PROBLÈME BREF A >>
Modifiez les entrées à partir de la ligne contenant « the dog's black » et jusqu'à la fin des entrées, en y remplaçant « scouting tally » par « field count » sans rien changer d'autre. Les images sont à exclure de votre réponse.

PASSAGE FOURNI >>
Pour beaucoup de nos contemporains, notre sœur la mort (selon les mots de saint François d’Assise) est devenue une étrangère incongrue dont il ne faudrait parler qu’à l’hôpital ou en maison de retraite, loin des oreilles ou du regard des vivants… Le mois de novembre, toutefois, avec la fête de la Toussaint (le 1er), la commémoration de tous les fidèles défunts (le 2) et des victimes de la Grande guerre (le 11) remet subrepticement la mort sur le devant de la scène publique. Des intentions de messe pour un proche disparu sont demandées, des fleurs ou des bougies sont déposées sur des tombes… Même des personnes habituellement éloignées de l’Église, ce mois-ci, satisfont volontiers à cette pratique religieuse d’honorer la mémoire des défunts. Nous pouvons donc nous interroger – ou simplement nous rappeler – ce que dit la foi de l’Église au sujet de la mort et de notre devenir.

Entrées issues d'une source de données:
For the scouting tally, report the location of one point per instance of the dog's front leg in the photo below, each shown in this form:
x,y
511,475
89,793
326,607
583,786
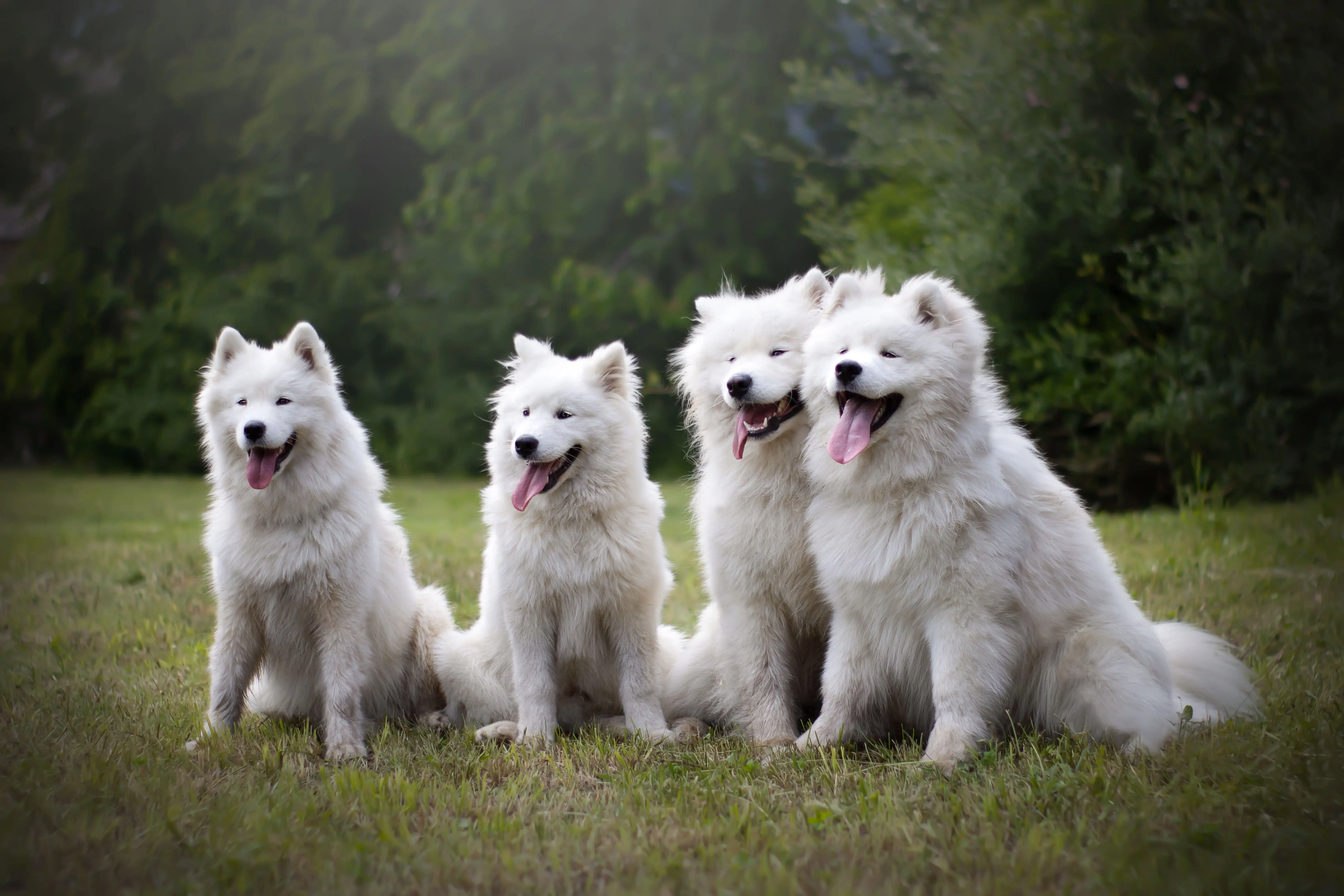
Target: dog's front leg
x,y
235,659
971,659
343,656
635,640
849,684
760,643
533,639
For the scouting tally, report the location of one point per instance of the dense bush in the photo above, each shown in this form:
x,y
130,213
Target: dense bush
x,y
417,179
1144,195
1147,199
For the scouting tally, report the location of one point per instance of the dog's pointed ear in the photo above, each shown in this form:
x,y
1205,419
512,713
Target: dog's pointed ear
x,y
846,288
929,300
815,287
528,350
615,370
228,347
708,307
306,343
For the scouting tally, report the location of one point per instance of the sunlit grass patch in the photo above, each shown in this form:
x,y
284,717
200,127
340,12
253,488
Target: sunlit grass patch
x,y
106,620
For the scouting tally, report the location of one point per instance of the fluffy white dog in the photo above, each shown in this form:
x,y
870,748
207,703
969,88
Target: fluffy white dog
x,y
755,663
968,585
318,612
575,574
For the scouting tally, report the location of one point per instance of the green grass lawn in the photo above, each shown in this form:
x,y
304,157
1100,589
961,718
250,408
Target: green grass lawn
x,y
106,620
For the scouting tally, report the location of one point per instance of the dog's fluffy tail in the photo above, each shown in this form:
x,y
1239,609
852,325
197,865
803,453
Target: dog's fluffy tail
x,y
1206,675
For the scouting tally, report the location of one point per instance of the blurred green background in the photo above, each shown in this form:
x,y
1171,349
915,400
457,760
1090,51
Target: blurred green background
x,y
1146,197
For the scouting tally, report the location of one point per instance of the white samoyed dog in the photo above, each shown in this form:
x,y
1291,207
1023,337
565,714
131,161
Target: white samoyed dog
x,y
968,586
575,574
318,610
755,663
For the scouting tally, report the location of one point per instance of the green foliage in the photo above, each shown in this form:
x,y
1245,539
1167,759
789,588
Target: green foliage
x,y
419,181
106,624
1146,195
1146,198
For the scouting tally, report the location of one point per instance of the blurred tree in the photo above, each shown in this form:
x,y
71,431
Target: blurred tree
x,y
1146,198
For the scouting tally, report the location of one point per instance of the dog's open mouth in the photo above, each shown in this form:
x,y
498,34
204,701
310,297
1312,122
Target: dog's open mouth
x,y
264,464
861,417
544,477
760,421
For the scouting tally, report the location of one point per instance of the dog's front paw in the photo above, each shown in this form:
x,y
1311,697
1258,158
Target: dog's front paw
x,y
823,734
499,733
442,721
950,746
689,730
346,750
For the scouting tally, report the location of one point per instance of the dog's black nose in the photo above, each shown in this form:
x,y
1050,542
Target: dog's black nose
x,y
849,371
740,386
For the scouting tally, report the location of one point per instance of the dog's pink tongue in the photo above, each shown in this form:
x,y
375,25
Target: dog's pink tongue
x,y
261,467
854,431
751,416
740,435
532,484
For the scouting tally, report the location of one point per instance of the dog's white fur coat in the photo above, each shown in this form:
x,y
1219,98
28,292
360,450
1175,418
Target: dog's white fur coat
x,y
755,661
573,586
318,610
970,589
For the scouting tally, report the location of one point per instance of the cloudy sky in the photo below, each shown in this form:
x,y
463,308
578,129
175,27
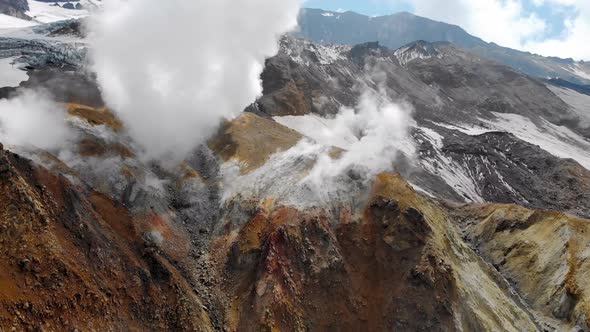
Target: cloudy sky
x,y
548,27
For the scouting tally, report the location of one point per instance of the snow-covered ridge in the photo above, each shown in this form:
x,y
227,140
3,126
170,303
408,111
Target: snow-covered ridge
x,y
12,75
48,12
418,50
301,50
559,141
578,71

PROBLÈME BREF B >>
Restituez intégralement le passage consacré à la mort et au mois de novembre, sans la moindre modification.

RÉPONSE FINALE A >>
For the field count, report the location of one point per instance of the dog's black nose in the photo above, each shown in this form:
x,y
1050,542
Target: dog's black nose
x,y
849,371
740,386
For the field count, report the location of one point per instance of the dog's pink tongue in the photo above, each shown in this form:
x,y
375,25
Target: dog's pink tongue
x,y
261,467
854,431
751,416
740,435
532,484
For the field count, report the location of one point per instance of the dog's white fur coat in the photo above, each shown in this form:
x,y
1219,98
28,292
360,450
1175,418
Target: dog's white fur coat
x,y
755,661
573,586
318,610
970,589
For the field count, report the location of one point per instance of the cloudy sky in the photo below, each shown in this form:
x,y
463,308
578,129
175,27
Target: cloudy sky
x,y
548,27
For the field count, report the location of one point per instance of the snow-covered ridge in the photo above, each shown in this form:
x,y
227,140
3,126
170,303
408,111
Target: snow-covered ridge
x,y
12,75
48,12
418,50
301,50
559,141
578,71

RÉPONSE FINALE B >>
Pour beaucoup de nos contemporains, notre sœur la mort (selon les mots de saint François d’Assise) est devenue une étrangère incongrue dont il ne faudrait parler qu’à l’hôpital ou en maison de retraite, loin des oreilles ou du regard des vivants… Le mois de novembre, toutefois, avec la fête de la Toussaint (le 1er), la commémoration de tous les fidèles défunts (le 2) et des victimes de la Grande guerre (le 11) remet subrepticement la mort sur le devant de la scène publique. Des intentions de messe pour un proche disparu sont demandées, des fleurs ou des bougies sont déposées sur des tombes… Même des personnes habituellement éloignées de l’Église, ce mois-ci, satisfont volontiers à cette pratique religieuse d’honorer la mémoire des défunts. Nous pouvons donc nous interroger – ou simplement nous rappeler – ce que dit la foi de l’Église au sujet de la mort et de notre devenir.